■ **Perintah Tugas**
Kembalikan semua baris di bawah yang memuat kata "halved". Perhatikan huruf besar dan huruf kecil.

══════════════════════════════

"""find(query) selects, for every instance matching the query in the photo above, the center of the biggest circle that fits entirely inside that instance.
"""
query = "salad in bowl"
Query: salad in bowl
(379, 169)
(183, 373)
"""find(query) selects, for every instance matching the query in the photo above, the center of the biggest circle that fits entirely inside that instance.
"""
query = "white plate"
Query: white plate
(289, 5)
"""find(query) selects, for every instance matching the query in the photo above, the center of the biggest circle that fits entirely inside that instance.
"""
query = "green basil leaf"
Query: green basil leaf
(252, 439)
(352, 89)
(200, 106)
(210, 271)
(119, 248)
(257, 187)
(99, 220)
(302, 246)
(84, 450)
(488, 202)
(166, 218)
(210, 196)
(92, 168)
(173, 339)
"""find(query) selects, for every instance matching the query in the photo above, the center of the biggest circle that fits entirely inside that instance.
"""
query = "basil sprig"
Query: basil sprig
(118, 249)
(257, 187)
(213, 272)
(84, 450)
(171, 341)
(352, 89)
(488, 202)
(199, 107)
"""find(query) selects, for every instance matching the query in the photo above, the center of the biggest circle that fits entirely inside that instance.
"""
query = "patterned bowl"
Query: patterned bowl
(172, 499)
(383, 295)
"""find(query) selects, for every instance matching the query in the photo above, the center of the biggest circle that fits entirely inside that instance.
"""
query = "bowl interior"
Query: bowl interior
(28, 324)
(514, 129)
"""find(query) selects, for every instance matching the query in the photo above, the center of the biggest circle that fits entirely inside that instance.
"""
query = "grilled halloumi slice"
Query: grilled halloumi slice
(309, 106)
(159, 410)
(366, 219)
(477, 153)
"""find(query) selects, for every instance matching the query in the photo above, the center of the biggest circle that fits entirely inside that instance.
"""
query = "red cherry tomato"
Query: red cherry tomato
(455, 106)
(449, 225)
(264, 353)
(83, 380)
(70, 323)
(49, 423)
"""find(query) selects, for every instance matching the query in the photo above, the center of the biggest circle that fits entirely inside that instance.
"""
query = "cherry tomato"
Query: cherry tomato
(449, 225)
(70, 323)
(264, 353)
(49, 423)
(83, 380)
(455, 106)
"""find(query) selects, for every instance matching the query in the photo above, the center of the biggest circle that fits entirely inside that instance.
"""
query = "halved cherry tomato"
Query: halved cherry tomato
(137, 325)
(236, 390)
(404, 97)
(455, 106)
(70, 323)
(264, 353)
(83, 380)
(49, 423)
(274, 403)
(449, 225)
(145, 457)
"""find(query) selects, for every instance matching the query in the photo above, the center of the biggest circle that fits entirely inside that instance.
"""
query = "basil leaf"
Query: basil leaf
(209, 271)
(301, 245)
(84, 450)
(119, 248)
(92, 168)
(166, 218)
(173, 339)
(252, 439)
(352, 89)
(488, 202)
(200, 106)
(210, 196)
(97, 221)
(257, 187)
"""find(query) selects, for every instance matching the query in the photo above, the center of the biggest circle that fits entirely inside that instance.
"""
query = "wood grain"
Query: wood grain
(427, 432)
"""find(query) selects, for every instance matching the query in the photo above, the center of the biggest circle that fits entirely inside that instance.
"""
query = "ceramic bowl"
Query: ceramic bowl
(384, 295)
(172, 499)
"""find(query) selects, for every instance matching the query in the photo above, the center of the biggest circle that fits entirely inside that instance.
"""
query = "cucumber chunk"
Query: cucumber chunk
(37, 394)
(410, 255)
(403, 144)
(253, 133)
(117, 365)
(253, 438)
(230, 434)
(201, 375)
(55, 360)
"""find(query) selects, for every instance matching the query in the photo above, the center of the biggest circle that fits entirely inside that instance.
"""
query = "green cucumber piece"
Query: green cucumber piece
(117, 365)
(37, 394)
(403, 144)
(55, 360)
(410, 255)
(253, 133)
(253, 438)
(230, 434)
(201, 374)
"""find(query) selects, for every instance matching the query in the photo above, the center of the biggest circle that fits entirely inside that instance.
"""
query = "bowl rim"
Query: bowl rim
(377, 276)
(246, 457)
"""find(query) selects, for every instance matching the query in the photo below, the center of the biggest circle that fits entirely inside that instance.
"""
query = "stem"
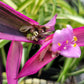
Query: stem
(0, 69)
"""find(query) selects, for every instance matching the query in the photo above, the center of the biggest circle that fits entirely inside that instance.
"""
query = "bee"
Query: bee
(34, 32)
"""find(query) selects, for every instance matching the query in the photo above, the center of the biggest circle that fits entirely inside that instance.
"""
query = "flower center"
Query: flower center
(66, 43)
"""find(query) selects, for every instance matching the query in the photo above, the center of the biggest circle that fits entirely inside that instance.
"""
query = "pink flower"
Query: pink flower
(65, 42)
(18, 27)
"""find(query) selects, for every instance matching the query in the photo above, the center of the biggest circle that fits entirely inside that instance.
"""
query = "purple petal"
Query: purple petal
(17, 38)
(15, 14)
(13, 62)
(34, 64)
(51, 23)
(10, 23)
(79, 33)
(61, 36)
(71, 51)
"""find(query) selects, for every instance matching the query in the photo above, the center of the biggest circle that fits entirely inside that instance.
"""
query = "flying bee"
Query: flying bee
(33, 32)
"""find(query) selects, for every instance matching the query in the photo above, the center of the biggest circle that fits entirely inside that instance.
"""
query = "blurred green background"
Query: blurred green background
(69, 12)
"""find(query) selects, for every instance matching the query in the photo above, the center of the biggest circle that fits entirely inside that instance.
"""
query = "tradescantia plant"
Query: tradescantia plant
(65, 42)
(17, 27)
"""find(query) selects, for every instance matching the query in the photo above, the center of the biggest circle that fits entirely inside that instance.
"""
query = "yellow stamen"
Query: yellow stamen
(59, 44)
(75, 38)
(67, 41)
(74, 45)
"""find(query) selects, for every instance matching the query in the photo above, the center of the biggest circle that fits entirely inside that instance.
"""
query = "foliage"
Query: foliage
(42, 11)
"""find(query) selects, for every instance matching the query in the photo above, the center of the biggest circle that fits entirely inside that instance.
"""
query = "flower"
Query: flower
(18, 27)
(13, 62)
(65, 42)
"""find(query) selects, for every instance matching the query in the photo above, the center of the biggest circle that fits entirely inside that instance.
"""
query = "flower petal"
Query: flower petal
(61, 36)
(34, 64)
(13, 62)
(17, 38)
(10, 23)
(79, 33)
(71, 51)
(51, 23)
(15, 15)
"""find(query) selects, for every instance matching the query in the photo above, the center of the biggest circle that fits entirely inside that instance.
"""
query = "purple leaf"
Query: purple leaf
(51, 23)
(13, 62)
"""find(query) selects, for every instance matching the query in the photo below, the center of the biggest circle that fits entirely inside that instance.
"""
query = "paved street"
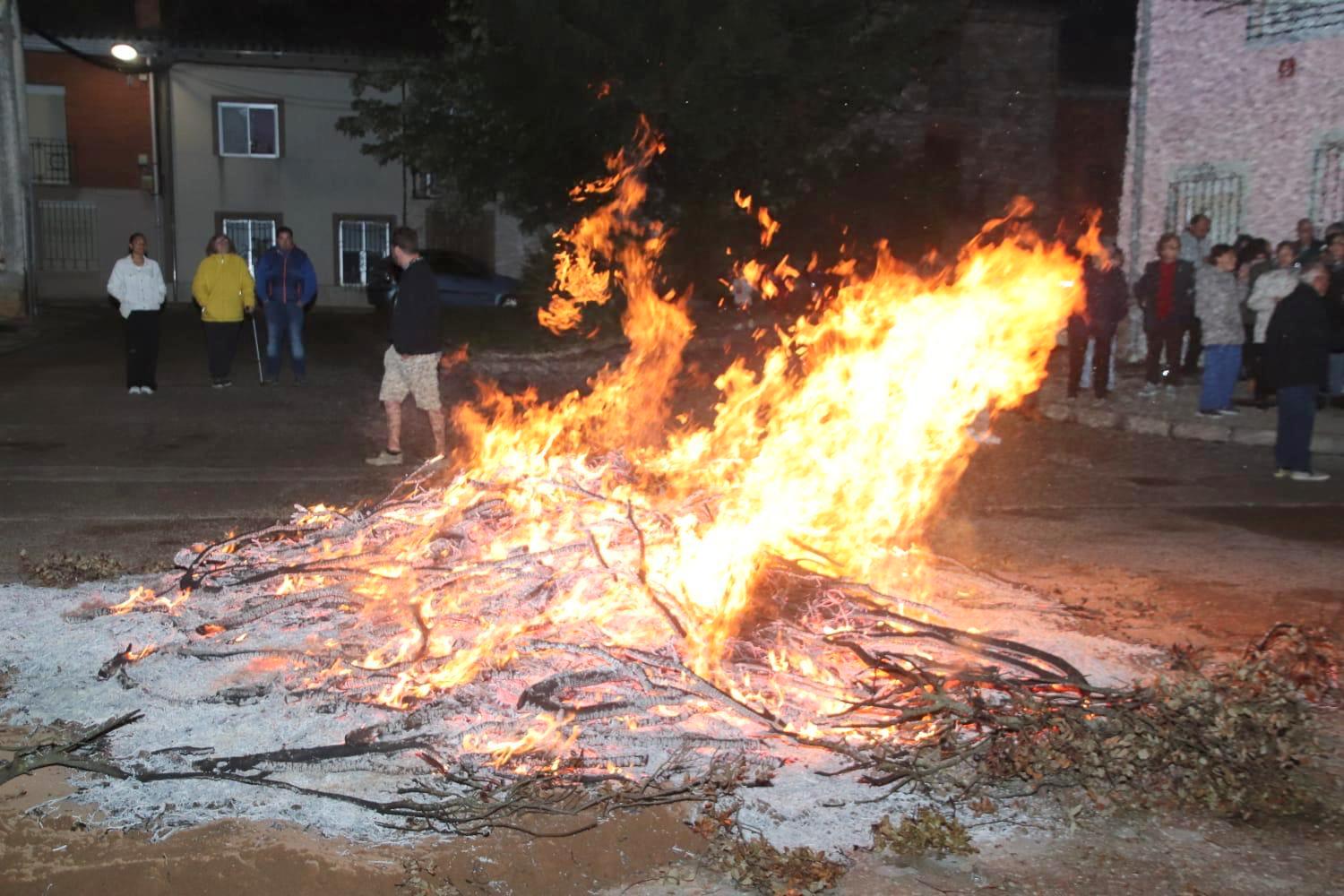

══════════════════════════════

■ **Penyelesaian**
query = "halved cherry tomato"
Query: halved cherry tomato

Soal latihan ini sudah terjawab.